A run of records
+---+

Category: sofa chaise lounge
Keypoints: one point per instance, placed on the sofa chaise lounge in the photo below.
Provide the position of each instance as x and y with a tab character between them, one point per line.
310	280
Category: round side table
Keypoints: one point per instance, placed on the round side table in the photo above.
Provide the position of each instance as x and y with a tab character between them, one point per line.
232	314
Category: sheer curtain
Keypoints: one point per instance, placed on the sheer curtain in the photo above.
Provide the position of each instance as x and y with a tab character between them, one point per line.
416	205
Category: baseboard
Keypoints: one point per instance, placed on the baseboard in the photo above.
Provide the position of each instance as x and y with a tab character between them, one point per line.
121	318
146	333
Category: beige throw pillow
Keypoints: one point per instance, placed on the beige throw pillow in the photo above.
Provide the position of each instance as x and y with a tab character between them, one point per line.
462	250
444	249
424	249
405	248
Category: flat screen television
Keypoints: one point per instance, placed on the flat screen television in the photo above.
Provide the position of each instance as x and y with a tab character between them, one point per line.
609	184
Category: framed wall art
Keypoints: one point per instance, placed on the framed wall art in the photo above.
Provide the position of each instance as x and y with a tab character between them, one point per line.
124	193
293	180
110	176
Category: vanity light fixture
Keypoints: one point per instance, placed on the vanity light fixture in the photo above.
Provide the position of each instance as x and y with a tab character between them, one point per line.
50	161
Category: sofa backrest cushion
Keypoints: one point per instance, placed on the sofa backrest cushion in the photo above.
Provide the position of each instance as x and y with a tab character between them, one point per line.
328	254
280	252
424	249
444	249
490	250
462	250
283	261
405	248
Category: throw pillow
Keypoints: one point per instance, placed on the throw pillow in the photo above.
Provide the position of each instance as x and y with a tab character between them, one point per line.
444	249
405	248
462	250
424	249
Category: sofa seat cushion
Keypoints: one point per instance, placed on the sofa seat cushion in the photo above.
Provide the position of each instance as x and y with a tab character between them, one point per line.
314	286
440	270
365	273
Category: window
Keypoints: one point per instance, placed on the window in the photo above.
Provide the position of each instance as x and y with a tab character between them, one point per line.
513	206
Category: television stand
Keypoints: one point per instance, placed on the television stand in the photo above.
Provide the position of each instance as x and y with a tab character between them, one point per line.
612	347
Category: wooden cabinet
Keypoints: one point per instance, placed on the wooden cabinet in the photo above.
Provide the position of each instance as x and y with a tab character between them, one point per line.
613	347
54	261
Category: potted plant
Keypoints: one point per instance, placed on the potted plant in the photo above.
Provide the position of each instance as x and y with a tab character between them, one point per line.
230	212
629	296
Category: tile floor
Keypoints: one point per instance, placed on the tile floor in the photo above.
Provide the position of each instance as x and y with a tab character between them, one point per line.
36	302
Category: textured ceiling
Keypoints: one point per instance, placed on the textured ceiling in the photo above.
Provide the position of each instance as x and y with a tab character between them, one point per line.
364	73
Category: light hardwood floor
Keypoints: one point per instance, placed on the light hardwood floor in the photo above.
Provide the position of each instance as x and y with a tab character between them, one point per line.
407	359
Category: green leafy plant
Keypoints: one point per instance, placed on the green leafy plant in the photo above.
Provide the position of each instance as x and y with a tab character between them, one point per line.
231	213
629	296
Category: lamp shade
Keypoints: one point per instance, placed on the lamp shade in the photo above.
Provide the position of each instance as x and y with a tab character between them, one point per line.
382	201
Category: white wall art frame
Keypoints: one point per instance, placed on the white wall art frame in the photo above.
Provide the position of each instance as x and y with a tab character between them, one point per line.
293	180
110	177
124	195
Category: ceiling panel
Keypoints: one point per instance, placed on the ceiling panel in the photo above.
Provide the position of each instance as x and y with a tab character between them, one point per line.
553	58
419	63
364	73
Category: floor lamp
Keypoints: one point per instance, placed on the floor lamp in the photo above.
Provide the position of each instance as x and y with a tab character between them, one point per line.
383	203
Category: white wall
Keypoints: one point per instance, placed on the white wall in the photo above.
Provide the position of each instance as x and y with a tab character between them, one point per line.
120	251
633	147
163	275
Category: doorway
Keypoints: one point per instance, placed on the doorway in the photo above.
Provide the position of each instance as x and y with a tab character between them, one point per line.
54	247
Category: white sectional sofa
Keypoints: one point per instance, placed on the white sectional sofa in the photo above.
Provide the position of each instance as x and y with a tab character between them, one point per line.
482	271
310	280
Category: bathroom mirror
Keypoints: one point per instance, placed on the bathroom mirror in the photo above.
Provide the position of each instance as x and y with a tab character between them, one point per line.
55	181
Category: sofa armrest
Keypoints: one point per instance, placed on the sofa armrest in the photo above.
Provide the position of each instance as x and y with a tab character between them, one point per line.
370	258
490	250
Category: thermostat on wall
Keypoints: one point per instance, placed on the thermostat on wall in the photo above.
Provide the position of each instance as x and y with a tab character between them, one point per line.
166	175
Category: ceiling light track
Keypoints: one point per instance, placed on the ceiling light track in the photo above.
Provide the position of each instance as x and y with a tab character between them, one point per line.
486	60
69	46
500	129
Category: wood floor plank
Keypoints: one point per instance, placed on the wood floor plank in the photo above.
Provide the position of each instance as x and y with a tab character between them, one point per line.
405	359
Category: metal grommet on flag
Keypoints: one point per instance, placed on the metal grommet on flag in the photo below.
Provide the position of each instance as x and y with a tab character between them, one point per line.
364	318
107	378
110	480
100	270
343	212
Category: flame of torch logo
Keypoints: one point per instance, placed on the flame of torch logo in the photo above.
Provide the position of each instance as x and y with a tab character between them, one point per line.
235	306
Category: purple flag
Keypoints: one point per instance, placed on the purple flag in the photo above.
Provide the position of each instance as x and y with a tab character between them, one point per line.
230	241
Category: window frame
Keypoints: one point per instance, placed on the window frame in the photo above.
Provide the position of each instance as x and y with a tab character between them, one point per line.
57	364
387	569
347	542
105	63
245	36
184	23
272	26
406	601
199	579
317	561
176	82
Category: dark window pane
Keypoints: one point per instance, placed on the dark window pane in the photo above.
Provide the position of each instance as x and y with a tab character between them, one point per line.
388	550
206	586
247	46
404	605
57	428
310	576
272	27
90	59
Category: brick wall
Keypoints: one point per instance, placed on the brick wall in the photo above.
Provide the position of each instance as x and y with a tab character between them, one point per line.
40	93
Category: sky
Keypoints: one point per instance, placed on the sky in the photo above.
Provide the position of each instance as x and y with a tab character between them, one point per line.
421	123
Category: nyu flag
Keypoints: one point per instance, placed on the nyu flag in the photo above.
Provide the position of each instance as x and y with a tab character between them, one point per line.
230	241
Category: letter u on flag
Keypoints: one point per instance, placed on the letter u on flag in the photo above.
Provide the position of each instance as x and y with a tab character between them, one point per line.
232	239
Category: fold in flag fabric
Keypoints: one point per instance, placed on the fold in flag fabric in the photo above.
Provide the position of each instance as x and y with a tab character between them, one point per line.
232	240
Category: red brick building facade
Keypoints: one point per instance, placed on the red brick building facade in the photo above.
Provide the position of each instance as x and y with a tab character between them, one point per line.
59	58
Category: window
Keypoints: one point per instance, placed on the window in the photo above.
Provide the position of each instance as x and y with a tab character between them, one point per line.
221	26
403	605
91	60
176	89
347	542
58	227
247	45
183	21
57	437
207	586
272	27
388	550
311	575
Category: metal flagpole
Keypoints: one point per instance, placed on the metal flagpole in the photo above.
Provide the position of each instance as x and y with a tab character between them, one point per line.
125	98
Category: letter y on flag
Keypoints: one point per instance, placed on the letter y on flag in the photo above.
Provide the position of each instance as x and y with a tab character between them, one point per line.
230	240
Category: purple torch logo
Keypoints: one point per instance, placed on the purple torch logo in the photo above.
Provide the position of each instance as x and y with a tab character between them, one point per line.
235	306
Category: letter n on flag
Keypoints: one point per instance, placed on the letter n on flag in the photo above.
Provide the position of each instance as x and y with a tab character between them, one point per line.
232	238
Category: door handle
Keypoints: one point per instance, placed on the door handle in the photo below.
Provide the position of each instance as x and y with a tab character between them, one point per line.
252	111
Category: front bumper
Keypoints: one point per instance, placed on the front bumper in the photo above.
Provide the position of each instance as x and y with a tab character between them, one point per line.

+---+

Written request: Quote, without any change, each line from the one that contains "Category: door handle" through the end of the material.

Task output:
Category: door handle
Keypoints: one point per instance, placed on the door handle in the photo below.
Provide the position of each instance as x and y with a tab character between them, one point per line.
252	111
Category: front bumper
Keypoints: one point per instance, placed on the front bumper in the photo above.
Provide the position of each instance as x and y with a tab character between them, one point per line.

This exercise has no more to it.